Friday, June 10, 2011
"You Had Me at Hello" Reading: Amnesia Plots
Yes, it's an odd little obsession that's as addictive as chocolate. But, unlike chocolate, this binge is not a guarantee of satisfaction. For instance, in the first of the two books I read with the amnesia theme, the story didn't grab me at all and I skipped through the pages like a stone over water. I wanted it to work because it had what I think of as "great potential" (more on that later), but the execution just didn't happen. But with the second book I read, my persistence, or rather loyalty to the plot device, paid off with an engaging reading experience that promises to keep me hooked.
So, if there's one thing I know about my reading habits, the draw to a story is all about this "great potential." Simply put, is the book likely to have most of the things I enjoy? What are these "things" exactly? Well, that's a personal list that is kind of like that line from the Jerry Maguire movie, "You had me at hello." It's instant attraction. And with all instant attractions, what comes next is sort of unknown, but there is definitely "great potential."
For me, few story devices have as much "great potential" to fulfill this list as amnesia stories. My "You Had Me at Hello" list could also read "You Had Me at Amnesia." An odd connection, I know, but it seems to work. If I attempted to define just some of the intangibles for this appeal, here's what I'd choose, in no particular order:
Built-in Intrigue. Right off the bat, you know it's a mystery. The obvious question for the character with amnesia is "who am I?" but that's just the beginning of a journey to discover what might be a painful or dangerous past.
Vulnerability. Tied in with intrigue is the emotional draw of a character's vulnerability. It's a theme of secrets, possible mistaken identity, and sorting out who or what to trust. The character with amnesia or the one who meets up with (or reunites?) with the character with amnesia has had his or her frame of reference turned topsy turvy and has only one person to turn to -- the hero or heroine.
Second chances. One or both of the main characters is getting a second chance, whether they like it or not. Perhaps the character with amnesia is horrified to discover the person he or she (supposedly?) use to be. Or maybe it's the other main character, a lover from the amnesia character's past, hoping for redemption or a fresh start.
Back-burner tension. The original obstacle(s) that has been "forgotten" but has not gone away. It has to be dealt with eventually before any HEA, which (almost) guarantees suspense.

→ **Extracted data**:
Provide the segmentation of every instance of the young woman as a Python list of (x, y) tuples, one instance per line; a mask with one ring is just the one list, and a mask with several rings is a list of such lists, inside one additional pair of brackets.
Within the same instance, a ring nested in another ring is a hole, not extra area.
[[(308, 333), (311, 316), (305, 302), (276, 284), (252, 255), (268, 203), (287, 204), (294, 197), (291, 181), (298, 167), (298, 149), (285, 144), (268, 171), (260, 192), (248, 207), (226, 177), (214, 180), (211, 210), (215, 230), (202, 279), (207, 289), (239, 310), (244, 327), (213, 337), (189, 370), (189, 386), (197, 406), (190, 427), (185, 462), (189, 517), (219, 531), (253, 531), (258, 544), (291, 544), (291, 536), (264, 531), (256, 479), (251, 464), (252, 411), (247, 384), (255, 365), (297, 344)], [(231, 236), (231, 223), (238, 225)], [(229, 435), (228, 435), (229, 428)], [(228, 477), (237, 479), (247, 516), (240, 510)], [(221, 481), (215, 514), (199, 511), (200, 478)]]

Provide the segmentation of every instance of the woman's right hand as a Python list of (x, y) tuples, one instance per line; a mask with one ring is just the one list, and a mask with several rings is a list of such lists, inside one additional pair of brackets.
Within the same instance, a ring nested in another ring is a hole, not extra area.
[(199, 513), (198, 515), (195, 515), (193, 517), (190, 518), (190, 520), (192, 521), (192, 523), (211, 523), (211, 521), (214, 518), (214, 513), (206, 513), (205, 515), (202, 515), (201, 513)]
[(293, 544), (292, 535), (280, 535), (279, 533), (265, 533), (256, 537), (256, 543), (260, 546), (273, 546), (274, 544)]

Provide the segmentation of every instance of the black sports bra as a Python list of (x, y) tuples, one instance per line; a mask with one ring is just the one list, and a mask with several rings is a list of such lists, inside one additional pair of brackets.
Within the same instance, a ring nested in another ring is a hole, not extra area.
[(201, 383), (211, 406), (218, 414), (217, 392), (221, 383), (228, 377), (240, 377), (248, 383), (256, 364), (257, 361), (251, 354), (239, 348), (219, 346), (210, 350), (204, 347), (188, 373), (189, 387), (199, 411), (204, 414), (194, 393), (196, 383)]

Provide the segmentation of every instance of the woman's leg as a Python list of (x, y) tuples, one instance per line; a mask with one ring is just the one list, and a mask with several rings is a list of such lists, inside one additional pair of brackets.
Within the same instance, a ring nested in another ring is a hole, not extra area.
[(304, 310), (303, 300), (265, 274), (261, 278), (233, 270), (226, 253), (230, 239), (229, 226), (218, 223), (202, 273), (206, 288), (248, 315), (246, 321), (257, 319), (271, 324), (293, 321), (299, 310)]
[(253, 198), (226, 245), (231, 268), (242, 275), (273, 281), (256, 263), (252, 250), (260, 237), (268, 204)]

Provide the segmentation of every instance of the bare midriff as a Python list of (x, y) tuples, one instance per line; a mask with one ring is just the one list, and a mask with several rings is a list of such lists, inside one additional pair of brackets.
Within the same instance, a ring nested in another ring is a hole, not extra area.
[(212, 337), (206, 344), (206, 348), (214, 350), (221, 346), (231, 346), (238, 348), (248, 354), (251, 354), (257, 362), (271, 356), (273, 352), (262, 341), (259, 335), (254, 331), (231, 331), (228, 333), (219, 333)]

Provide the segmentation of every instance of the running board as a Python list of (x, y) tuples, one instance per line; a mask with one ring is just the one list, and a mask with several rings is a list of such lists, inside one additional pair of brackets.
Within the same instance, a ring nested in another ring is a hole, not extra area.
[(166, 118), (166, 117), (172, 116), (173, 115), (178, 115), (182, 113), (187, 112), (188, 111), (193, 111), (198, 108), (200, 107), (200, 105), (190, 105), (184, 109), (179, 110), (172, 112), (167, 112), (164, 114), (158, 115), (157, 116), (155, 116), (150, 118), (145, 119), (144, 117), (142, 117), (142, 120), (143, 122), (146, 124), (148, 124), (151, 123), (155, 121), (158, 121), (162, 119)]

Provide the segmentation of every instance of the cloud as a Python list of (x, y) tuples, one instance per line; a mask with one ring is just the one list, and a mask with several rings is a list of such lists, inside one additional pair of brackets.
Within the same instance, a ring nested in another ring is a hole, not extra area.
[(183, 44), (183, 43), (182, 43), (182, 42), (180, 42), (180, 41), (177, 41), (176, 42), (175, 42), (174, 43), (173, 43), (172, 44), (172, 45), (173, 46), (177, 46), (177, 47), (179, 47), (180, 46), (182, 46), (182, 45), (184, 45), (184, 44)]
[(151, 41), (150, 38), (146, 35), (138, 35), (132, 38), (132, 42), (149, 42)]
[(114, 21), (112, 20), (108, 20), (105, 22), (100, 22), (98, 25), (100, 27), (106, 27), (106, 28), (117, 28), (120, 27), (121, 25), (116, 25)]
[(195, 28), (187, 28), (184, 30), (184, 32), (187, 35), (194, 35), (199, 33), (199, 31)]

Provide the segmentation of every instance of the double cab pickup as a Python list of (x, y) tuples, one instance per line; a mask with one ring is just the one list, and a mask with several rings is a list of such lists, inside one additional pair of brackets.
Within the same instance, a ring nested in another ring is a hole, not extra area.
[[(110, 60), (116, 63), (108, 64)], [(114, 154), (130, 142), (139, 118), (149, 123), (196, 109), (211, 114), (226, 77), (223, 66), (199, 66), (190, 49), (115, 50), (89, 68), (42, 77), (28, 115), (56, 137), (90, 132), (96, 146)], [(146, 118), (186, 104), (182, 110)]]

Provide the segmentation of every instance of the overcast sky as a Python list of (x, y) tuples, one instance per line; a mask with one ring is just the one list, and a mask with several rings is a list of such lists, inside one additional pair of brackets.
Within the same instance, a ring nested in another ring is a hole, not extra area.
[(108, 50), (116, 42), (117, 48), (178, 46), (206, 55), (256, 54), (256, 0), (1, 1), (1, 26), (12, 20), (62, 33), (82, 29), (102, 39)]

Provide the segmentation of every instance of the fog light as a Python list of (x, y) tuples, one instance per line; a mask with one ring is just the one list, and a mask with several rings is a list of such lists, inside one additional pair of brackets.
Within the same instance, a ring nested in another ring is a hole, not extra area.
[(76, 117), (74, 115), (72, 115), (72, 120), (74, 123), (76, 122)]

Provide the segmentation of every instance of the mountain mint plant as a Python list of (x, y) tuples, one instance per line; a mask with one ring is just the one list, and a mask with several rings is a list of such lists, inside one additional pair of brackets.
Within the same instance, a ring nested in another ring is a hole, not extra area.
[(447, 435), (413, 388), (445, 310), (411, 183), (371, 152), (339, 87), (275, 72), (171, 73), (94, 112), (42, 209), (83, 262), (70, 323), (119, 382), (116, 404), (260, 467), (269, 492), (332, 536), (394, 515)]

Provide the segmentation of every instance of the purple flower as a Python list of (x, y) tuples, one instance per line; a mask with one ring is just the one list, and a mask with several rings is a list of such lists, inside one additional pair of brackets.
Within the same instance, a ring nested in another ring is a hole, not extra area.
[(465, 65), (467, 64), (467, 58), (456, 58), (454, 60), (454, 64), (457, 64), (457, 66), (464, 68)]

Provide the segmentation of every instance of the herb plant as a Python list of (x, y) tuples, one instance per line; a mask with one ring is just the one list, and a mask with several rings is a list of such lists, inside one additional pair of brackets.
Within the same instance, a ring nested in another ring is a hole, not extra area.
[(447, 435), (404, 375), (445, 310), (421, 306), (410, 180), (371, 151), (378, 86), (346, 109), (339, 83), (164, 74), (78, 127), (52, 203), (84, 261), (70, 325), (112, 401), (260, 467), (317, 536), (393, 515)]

→ **Problem requirements**: Go on with the blog post about the appeal of amnesia plots, starting after its last paragraph. The lines have nothing to do with this.

→ **Exercise output**:
Borderline paranormal. This appeal is hard to describe. For someone who enjoys both paranormal and traditional elements, an amnesia plot sort of straddles the fence. The chances are slim, but it "could" happen in the real world.
So, there's my partial "You Had Me at Hello" list and why an amnesia plot becomes an auto-read. How can I resist?
But it's an overworked romance trope and medically implausible.
Who said that? Oh, it must have been the little voice of doubt in my head that I listen to off and on. Yes, this is a consideration for both reading and writing an amnesia plot. After all, a knock on the head without harming any of the cognitive abilities of person and an instant recovery might be hard to swallow! In fact, here's a web site that gives quite an argument on the pitfalls. (If you're a die-hard amnesia plot fan, this won't phase you!)
All About Romance: Amnesia in Romance.
For a writer, there are some good points in this article on acknowledging in the story the realistic medical problems associated with amnesia. For instance, in my recent romance reading with the amnesia plot device, there was a conscientious effort (in the good second book) to show that the heroine recovering from head trauma continued to have difficulty, such as with reading or with headaches. It wasn't over done, but enough to keep the writing of the subject intelligent.
Of course, much can go "wrong" with an amnesia plot, but before this happens, I always feel an instant attraction to the "great potential" of this device. My first novel -- big surprise -- had an amnesia plot.
What kind of a "You Had Me at Hello" reading preference list would you make? What do you think of amnesia plots? Any favorites to recommend are always welcome!